■ Work instructions: Identify every one of the lines below that contains the word "dishwasher", and copy each of those lines in full.

■ Data supplied:

# # # # #

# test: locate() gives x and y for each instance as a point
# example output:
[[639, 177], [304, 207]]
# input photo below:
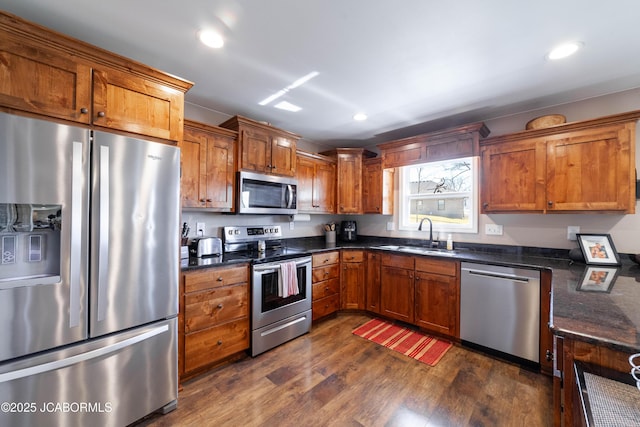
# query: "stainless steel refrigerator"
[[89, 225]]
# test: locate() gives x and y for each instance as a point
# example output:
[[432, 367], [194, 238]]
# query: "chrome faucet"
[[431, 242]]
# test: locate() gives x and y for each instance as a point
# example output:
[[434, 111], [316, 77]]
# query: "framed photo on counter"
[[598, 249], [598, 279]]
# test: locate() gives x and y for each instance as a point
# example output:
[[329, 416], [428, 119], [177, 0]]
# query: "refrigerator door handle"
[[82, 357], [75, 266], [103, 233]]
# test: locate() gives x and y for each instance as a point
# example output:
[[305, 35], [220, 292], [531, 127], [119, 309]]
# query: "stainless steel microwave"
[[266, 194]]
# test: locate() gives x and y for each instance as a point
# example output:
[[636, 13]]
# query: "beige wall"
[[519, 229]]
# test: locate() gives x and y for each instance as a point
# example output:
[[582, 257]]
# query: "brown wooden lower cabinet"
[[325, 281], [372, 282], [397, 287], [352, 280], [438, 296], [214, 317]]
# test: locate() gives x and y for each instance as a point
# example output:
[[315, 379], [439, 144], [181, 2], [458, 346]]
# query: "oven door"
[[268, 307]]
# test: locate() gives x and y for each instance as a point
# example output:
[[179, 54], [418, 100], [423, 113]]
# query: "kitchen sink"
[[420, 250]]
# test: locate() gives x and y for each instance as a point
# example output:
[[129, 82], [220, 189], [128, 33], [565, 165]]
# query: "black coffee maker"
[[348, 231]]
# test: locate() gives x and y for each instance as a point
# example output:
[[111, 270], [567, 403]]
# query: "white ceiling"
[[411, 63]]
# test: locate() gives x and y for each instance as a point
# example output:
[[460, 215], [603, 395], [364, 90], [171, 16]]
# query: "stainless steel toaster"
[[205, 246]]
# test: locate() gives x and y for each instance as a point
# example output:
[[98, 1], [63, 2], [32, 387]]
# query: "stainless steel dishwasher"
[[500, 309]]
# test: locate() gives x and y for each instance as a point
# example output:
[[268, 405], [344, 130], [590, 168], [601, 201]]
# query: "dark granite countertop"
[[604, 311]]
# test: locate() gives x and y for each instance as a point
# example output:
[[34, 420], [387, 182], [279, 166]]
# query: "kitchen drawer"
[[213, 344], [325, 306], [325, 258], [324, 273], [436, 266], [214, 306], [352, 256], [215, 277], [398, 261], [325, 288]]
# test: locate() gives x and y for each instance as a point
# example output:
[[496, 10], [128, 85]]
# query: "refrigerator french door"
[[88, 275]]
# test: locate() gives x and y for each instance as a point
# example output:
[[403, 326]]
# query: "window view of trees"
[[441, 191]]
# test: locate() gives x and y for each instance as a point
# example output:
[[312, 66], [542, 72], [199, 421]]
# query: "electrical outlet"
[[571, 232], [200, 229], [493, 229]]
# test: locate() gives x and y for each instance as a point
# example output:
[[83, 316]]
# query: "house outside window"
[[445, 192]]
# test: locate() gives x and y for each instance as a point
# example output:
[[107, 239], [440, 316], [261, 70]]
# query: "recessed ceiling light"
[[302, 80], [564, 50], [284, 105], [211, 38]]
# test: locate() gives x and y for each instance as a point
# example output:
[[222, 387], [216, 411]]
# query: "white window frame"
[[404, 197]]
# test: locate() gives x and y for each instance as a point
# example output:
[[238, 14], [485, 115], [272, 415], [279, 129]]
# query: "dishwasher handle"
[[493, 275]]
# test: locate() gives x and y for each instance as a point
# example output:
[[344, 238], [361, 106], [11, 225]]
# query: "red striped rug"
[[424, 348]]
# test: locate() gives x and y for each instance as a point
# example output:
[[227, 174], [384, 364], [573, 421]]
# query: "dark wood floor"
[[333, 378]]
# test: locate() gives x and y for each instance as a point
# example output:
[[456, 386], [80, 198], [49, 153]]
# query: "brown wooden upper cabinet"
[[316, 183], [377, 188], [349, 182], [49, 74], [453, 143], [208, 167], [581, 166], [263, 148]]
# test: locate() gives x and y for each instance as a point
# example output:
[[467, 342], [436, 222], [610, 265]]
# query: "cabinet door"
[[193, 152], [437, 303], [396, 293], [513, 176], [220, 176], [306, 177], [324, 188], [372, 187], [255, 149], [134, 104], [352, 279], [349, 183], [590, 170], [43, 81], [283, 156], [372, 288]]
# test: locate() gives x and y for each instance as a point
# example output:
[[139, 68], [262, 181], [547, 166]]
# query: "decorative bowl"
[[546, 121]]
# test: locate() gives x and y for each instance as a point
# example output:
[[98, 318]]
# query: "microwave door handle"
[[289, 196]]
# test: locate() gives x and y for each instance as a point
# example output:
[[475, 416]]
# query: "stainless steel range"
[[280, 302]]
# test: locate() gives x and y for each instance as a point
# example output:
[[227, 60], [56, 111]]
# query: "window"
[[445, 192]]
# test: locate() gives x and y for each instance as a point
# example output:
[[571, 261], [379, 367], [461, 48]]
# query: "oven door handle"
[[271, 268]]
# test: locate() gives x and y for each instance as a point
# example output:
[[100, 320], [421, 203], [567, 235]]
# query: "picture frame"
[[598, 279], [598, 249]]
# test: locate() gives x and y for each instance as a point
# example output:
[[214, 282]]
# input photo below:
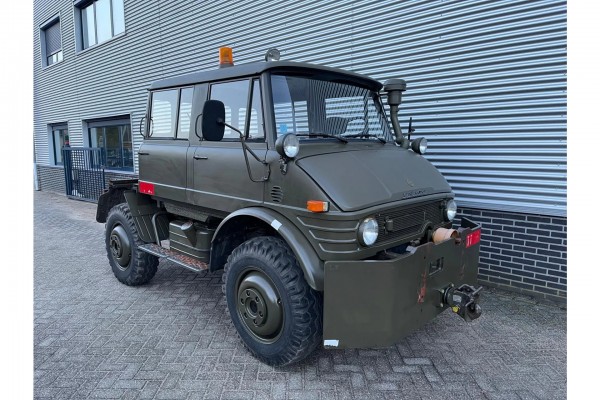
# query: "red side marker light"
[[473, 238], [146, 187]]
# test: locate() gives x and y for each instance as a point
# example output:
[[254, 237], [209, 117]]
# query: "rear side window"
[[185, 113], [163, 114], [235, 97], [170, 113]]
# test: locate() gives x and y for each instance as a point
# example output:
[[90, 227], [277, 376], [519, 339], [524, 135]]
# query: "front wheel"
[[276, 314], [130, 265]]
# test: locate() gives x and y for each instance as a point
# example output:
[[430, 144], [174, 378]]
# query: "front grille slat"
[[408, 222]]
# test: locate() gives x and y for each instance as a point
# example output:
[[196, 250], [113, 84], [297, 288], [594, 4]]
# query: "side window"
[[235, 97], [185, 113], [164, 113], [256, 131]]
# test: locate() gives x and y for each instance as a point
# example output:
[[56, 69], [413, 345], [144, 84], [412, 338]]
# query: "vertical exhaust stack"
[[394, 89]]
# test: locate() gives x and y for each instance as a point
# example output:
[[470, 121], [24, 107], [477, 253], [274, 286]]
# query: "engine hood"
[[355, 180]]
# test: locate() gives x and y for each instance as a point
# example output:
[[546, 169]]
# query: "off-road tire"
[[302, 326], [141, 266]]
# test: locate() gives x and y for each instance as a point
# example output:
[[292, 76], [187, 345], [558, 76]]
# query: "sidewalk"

# # # # #

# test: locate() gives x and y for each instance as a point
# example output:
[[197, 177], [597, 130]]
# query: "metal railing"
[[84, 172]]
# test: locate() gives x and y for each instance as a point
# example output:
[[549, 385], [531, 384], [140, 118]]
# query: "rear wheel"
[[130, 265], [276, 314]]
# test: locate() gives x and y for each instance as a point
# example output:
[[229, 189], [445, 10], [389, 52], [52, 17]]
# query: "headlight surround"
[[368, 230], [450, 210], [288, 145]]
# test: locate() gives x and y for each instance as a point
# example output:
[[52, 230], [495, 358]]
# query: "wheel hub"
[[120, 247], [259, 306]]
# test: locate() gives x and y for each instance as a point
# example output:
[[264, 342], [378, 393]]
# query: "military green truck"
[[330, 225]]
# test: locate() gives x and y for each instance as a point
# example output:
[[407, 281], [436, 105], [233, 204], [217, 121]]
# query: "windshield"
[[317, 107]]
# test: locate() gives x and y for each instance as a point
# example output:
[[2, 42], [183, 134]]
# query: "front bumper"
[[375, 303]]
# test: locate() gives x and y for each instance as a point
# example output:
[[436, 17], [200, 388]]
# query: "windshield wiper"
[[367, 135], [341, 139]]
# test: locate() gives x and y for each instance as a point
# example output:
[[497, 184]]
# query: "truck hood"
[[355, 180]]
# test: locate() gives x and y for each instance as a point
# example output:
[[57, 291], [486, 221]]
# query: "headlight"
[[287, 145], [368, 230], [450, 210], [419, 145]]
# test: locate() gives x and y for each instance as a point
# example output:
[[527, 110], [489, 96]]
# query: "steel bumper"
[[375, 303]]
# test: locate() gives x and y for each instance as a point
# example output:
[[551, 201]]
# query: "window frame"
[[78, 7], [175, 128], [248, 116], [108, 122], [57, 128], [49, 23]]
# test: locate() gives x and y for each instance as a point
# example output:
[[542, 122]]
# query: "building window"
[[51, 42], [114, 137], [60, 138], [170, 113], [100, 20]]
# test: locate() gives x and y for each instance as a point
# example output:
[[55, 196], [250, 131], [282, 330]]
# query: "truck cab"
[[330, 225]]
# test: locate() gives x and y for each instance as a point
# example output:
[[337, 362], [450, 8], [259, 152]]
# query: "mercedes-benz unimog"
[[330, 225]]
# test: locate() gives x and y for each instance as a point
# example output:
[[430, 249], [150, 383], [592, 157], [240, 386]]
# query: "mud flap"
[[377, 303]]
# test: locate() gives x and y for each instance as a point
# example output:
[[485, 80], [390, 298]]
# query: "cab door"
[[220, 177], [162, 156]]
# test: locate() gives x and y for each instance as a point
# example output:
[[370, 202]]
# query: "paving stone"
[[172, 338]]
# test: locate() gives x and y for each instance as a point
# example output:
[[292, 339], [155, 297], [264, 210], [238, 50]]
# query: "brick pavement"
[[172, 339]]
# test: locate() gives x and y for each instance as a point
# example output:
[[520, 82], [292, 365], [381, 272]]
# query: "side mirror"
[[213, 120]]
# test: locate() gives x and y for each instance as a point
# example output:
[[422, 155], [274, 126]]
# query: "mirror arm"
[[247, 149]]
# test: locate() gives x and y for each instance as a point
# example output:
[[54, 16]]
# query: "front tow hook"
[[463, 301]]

# # # # #

■ Exercise output:
# query: "stainless steel dishwasher"
# query: "dishwasher handle"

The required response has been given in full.